[Prompt] Copy the material below word for word, keeping every line unchanged.

═══ Data

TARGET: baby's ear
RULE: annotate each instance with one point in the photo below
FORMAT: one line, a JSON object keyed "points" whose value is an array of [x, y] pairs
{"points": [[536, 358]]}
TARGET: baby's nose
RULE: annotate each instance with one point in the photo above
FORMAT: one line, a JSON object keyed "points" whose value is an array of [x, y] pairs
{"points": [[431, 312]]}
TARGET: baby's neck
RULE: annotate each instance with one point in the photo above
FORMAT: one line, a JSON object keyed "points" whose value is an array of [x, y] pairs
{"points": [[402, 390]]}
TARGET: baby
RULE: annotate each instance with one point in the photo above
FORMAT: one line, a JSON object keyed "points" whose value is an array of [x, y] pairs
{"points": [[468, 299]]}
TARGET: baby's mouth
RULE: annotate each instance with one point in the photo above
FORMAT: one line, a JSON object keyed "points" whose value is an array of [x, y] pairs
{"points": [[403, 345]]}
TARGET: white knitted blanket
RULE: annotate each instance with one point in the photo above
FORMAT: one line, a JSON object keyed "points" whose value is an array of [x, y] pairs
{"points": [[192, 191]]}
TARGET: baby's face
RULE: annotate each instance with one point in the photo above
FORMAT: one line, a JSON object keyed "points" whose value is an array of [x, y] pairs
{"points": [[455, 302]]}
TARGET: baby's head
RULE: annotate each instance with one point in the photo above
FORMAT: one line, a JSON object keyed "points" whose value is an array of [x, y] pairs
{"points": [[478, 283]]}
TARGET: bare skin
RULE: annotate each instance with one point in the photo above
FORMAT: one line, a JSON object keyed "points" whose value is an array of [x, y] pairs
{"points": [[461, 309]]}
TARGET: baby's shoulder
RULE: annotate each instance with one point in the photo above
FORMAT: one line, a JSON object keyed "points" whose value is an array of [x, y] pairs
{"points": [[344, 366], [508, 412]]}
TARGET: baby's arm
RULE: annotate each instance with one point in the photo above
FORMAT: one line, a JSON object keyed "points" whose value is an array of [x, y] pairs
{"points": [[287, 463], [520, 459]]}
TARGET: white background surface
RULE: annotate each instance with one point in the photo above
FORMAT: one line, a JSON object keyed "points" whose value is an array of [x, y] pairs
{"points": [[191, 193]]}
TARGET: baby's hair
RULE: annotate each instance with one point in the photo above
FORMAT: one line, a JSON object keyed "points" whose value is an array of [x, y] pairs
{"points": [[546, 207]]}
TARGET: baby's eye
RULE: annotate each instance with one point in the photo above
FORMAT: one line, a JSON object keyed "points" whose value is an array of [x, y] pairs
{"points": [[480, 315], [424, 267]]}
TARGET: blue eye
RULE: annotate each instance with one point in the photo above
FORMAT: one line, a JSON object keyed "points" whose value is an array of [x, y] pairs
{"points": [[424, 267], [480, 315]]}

══════

[Correct result]
TARGET: baby's ear
RULE: annotate each instance with one point in the photo below
FORMAT: one line, a JSON object keyed "points" whose value is an array of [x, y] pairs
{"points": [[536, 358]]}
TARGET: baby's nose
RULE: annotate each instance with one point in the photo above
FORMAT: one line, a JSON object keyed "points" whose value is an array of [x, y] pairs
{"points": [[431, 312]]}
TARGET: baby's neck
RULE: annotate each instance with one point in the photo above
FORMAT: one line, a JSON object keyed "points" whose value is an array of [x, y] pairs
{"points": [[402, 390]]}
TARGET: baby
RULE: annotate each instance with one point in the photo above
FORMAT: one line, a JSON object keyed "points" whose value is an array of [x, y] pairs
{"points": [[468, 299]]}
TARGET: baby's mouth
RULE: annotate each instance with one point in the photo above
FORMAT: one line, a JSON object keyed "points" whose value is an array of [x, y] pairs
{"points": [[403, 345]]}
TARGET: white knitted blanket
RULE: annotate each instance with one point in the photo above
FORMAT: one line, a JSON object keyed "points" whose value is an array of [x, y] pairs
{"points": [[192, 191]]}
TARGET: baby's face
RULE: annotate each instance with one point in the photo above
FORMAT: one line, a JSON object keyed "points" whose value is an array of [x, y] pairs
{"points": [[455, 302]]}
TARGET: baby's head
RULE: annotate each instance with one point in the photo above
FORMAT: one line, a JSON object keyed "points" whose value is an array of [x, y] pairs
{"points": [[478, 283]]}
TARGET: bare skin
RULE: annotate each instance with one point in the photo above
FORMAT: one line, a JSON object keyed "points" whose value is an array of [x, y] pairs
{"points": [[461, 309]]}
TARGET: baby's shoulder
RULE: annotate each instance with one point in the photo above
FORMAT: one line, a JSON object keyed "points" whose value is an array of [x, y] pairs
{"points": [[344, 366], [508, 412]]}
TARGET: baby's arm
RULE: annotate each instance with one point in the photo above
FORMAT: one line, a JSON object keyed "points" whose value is an array of [x, y] pairs
{"points": [[287, 463], [520, 459]]}
TARGET: white background surface
RULE: annotate each instance with one point in the photo above
FORMAT: one line, a JSON object keyed "points" whose value is an array of [x, y] pairs
{"points": [[191, 193]]}
TARGET: baby's hair
RULE: annotate each instance with one point in the photo above
FORMAT: one line, a JSON object keyed "points" whose value is an array of [x, y] pairs
{"points": [[546, 207]]}
TARGET: baby's eye
RULE: annotate each instance with one point in the photo above
FORMAT: one line, a JSON object keyed "points" whose value is an array of [x, y] pairs
{"points": [[480, 315], [424, 267]]}
TARGET: blue eye
RULE: annotate each instance with one point in the photo above
FORMAT: one line, a JSON object keyed "points" whose value is an array of [x, y] pairs
{"points": [[424, 267], [480, 315]]}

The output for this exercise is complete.